TASK DESCRIPTION: Reproduce the full set of records verbatim.

Entries taken from a collection
=-=-=-=-=

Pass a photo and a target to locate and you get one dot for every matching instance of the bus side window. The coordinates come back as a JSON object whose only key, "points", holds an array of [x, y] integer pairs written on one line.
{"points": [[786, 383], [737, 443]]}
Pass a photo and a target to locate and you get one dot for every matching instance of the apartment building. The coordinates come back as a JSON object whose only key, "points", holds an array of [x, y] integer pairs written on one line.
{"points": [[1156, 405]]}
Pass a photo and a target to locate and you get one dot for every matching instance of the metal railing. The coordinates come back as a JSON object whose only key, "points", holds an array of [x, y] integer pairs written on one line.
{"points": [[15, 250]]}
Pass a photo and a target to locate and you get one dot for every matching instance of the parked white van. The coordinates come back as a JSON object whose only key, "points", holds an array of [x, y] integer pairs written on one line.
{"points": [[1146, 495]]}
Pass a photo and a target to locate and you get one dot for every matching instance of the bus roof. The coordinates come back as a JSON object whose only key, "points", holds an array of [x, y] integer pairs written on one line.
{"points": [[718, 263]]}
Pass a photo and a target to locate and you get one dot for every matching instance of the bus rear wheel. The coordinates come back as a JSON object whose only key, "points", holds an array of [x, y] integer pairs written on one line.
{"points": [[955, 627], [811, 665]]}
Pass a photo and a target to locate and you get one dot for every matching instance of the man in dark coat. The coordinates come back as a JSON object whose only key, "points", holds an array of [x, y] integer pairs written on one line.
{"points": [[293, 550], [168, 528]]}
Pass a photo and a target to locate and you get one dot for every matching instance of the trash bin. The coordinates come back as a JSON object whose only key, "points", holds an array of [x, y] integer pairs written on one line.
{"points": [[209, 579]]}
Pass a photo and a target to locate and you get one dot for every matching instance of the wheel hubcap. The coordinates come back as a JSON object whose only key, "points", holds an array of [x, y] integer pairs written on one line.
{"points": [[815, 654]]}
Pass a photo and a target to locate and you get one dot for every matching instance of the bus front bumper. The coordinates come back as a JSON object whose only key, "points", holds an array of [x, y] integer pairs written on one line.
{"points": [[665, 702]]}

=-=-=-=-=

ANSWER BOX:
Pass a photo and a target to locate and you get one dot for every matching instance of the bus side window. The coordinates come back as a JSON object whose only key, "points", holds an array of [x, y] integer pairs written on one line.
{"points": [[786, 383], [737, 443]]}
Pass a photo and a target to locate and you get one dot for every matching instance of the apartment building. The coordinates come back as a JSON object whose only key, "points", holds an array of [x, y] integer pairs written on one line.
{"points": [[1156, 405]]}
Pass a photo and a target to locate and you get one dot for every matching instance of the metal railing. The coordinates come back as a JSON object whose only key, "points", holds an array of [x, y] integer pairs written on one line.
{"points": [[15, 250]]}
Pass a photo and a target to locate and you get one dot for every matching instance of the parked white van. The coordinates come back as a JSON object whose only key, "points", holds an array of [x, y] integer pairs written on one line.
{"points": [[1146, 495]]}
Pass a photo and a target to locate and you get one dot for every matching instance of the bus roof. The coordinates come back as a JSON object whose only key, "points", holds an array of [x, y] integer pairs written on one line.
{"points": [[718, 263]]}
Pass a photo and a target to locate and you get one dot for every matching instance of the bus rear wheel. The coordinates come back as a JSON object whose only key, "points", holds an array of [x, y] integer pairs written on one line.
{"points": [[955, 627], [811, 665]]}
Pass a photo and a target to locate and you get one dot for every matching instance of the man in dark coat. The coordinates come back as a JSON object whose only key, "points", holds an array of [x, y] integer pairs written on one line.
{"points": [[293, 550], [168, 528]]}
Pass a photo and a target to locate and you get one dot for every matching instance of the trash bin. The coordinates come back as a JSON object whose only key, "points", holds an array of [x, y] integer pairs written on one line.
{"points": [[209, 579]]}
Pass a photo and a target to locate and you get one dot for every matching instance of the wheel hubcap. The coordinates come back as a JSON object whose only key, "points", holds an array of [x, y] integer pairs written on one line.
{"points": [[815, 654]]}
Pass a photo and a target to locate and you get one dot for every matching instance of the bus front bumper. The coordinates come back as a JSON object whose only key, "points", holds an array of [x, y] integer pairs written on one line.
{"points": [[665, 702]]}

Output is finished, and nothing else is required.